Each entry has to be copied exactly, with nothing missed.

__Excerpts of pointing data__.

┌──

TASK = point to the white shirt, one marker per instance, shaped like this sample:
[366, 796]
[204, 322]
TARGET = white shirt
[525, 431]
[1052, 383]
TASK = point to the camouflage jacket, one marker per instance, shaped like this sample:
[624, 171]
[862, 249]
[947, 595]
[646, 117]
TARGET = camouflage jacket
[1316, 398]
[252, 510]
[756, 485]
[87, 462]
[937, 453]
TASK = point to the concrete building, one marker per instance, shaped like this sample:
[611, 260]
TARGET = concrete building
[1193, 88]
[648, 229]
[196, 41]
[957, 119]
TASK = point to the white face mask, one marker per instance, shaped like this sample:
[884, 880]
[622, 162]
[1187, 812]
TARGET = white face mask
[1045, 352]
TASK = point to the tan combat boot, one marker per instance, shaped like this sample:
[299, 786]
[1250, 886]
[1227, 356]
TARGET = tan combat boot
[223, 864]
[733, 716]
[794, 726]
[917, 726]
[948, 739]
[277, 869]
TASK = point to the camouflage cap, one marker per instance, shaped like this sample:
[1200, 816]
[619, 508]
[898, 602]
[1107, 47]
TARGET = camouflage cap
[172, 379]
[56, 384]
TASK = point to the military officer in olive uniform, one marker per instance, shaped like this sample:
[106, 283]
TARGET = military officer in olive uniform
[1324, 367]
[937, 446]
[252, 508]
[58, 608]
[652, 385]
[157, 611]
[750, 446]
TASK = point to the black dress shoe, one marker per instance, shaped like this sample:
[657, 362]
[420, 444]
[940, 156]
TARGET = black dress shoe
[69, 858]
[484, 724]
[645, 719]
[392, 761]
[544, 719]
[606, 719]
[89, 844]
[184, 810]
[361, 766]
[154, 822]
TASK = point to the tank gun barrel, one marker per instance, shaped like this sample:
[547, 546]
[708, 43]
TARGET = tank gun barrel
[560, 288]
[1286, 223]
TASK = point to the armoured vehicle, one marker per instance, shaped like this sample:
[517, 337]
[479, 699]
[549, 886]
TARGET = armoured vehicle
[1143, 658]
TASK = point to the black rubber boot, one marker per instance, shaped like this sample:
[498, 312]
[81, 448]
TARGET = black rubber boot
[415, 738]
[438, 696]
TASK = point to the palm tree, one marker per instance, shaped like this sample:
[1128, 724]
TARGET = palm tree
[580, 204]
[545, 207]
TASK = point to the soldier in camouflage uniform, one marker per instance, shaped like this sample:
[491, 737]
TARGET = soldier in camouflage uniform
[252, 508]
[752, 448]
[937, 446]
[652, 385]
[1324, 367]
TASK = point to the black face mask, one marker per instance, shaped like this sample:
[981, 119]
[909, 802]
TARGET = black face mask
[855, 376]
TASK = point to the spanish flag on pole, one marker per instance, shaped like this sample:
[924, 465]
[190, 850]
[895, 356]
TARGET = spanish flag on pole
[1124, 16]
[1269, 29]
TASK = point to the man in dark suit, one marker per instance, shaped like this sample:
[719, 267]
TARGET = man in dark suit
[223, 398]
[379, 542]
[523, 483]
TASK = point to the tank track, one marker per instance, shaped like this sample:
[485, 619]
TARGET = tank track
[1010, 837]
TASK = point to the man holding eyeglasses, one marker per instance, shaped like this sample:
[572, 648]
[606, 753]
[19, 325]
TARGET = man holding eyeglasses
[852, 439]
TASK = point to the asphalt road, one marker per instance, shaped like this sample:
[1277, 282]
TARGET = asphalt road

└──

__SOLUTION FOR THIS EXERCISE__.
TASK = point to the white shirt, one marker per instance, shaped like this sample:
[366, 796]
[204, 322]
TARGET = white shirt
[525, 431]
[1052, 383]
TASK = point to the camouflage jacket, one marker per instance, shaped like this sample:
[624, 171]
[862, 249]
[947, 595]
[646, 117]
TARGET = camouflage jacket
[1316, 398]
[252, 510]
[756, 485]
[87, 462]
[937, 453]
TASK = point to the concrete building, one marker per instance, shaped like this sample:
[611, 260]
TARGET = concrete building
[1193, 88]
[648, 229]
[196, 41]
[957, 119]
TASK = point to the white face mask, one marker per instance, shaped like this sample:
[884, 880]
[622, 162]
[1187, 812]
TARGET = white face mask
[1045, 352]
TASK = point to the tan combat boot, one marker per instance, shaped like this sample:
[299, 786]
[1250, 886]
[1227, 356]
TARGET = tan combat boot
[223, 864]
[733, 716]
[794, 726]
[917, 726]
[948, 739]
[277, 869]
TASK = point to the camouflage cap, one marker per instance, shaped like this sample:
[1200, 816]
[619, 508]
[898, 602]
[1107, 47]
TARGET = camouflage cap
[172, 379]
[56, 384]
TASK = point to the military officer in olive uniform, one marker per instance, shaped like this sample:
[106, 283]
TARGET = military officer in olive uniform
[1324, 367]
[937, 446]
[252, 508]
[58, 608]
[652, 385]
[157, 611]
[750, 446]
TASK = point to the black dress shoe, one marker per instance, shaped like this sample:
[657, 362]
[420, 444]
[940, 156]
TARGET = black dress shoe
[69, 858]
[484, 724]
[645, 719]
[392, 761]
[544, 719]
[606, 719]
[89, 844]
[184, 810]
[361, 766]
[154, 822]
TASK = point to the tank gun barrel, one marker per instance, shaped like this sample:
[547, 546]
[708, 43]
TARGET = tank gun barrel
[560, 288]
[1286, 223]
TASK = point to the armoured vehicle, one marker per instance, shaped like this sample:
[517, 337]
[479, 699]
[549, 886]
TARGET = armoured vehicle
[1143, 658]
TASK = point to the black rubber boot, one marker per instance, shaped like this sample:
[498, 312]
[81, 448]
TARGET = black rubber boot
[415, 738]
[438, 696]
TASK = point to the palm tree, one marker per instance, shaped like this sample:
[1128, 724]
TARGET = palm tree
[580, 204]
[545, 207]
TASK = point to the soldier in camouflage uniform, one marker per instance, shaped like this sample:
[491, 737]
TARGET = soldier in camouflage uniform
[252, 508]
[752, 448]
[937, 446]
[652, 385]
[1324, 367]
TASK = point to the black face mask, one marker per instance, shaped like this sample:
[981, 119]
[909, 802]
TARGET = black face mask
[855, 376]
TASK = point to the spanish flag on pole, one marker per instance, shaped like this sample:
[924, 465]
[190, 850]
[895, 356]
TARGET = spanish flag on pole
[1124, 16]
[1269, 29]
TASK = point to the man in dark suit, one marker per instance, shaped like this sample:
[719, 267]
TARGET = man in dark suit
[223, 398]
[379, 542]
[523, 483]
TASK = point to the tank track, one marker per instance, shaped like this sample:
[485, 619]
TARGET = tank track
[1010, 837]
TASK = point to the man holding eyeglasses, one marker per instance, shaped like this sample:
[572, 648]
[606, 753]
[19, 325]
TARGET = man holding eyeglasses
[852, 439]
TASK = point to the asphalt road, one marker per instance, shaped like this sample:
[1277, 282]
TARGET = asphalt road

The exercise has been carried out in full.